Natural language region descriptions =>
• • • • • • •

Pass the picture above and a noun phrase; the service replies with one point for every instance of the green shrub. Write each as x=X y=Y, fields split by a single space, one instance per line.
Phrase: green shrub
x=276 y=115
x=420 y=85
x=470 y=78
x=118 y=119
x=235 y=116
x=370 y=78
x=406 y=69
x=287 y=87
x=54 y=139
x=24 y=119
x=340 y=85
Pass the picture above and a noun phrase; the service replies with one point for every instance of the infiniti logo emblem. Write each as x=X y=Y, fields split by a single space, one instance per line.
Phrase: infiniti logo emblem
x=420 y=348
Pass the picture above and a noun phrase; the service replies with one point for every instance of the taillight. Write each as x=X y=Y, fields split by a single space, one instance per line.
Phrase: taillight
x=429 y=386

• • • • • • •

Print each entry exactly as it was written.

ANSWER TO THIS PROBLEM =>
Pass the picture above and a noun phrase; the service replies with one point for every instance of the green shrub. Write each as x=X y=Y, fields split by a single space, one instance per line.
Phrase: green shrub
x=276 y=115
x=420 y=85
x=470 y=78
x=118 y=119
x=235 y=116
x=370 y=78
x=406 y=69
x=287 y=87
x=54 y=139
x=24 y=119
x=340 y=85
Pass the picture above and a noun phrase; the service replies with one point for every instance of the infiniti logo emblem. Write each as x=X y=Y, fields split by a single space, one instance per line.
Phrase: infiniti logo emblem
x=420 y=348
Pass the picture above and a noun phrase; the service replies with one point for every instance of the taillight. Write each as x=X y=Y, fields split by a single space, one instance per line.
Phrase: taillight
x=429 y=386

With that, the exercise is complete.